_Exercise goal_. Reproduce the listing from the line containing "of the metal" through the end, substituting "mark" for every "tag" and leaving everything else unchanged.

_Records to process_.

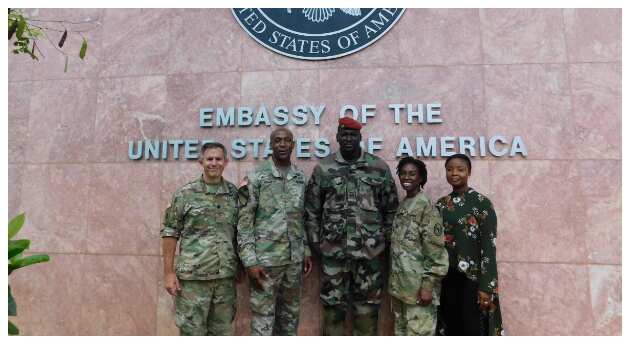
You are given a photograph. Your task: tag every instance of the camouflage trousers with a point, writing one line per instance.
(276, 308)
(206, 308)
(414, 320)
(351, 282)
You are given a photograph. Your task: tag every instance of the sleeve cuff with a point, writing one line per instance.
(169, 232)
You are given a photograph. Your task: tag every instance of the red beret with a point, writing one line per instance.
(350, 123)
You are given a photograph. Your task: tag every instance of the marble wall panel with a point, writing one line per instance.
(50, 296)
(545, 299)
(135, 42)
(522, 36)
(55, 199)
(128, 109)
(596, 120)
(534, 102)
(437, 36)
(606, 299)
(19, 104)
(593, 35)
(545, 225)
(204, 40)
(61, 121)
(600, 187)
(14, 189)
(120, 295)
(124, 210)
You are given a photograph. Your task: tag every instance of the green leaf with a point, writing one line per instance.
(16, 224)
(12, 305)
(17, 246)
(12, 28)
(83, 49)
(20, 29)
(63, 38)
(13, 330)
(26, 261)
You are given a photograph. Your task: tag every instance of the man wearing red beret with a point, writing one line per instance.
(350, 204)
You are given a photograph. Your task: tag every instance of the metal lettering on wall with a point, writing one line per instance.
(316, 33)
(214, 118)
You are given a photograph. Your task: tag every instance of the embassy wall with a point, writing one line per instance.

_Worked answer_.
You are given a photograph. Your task: mark every instance of the metal lettering on wall with a point, writing one line per instance.
(316, 33)
(214, 118)
You are given a photograph. Your task: mark every instance of the embassy wall with a point, writing one line per instance.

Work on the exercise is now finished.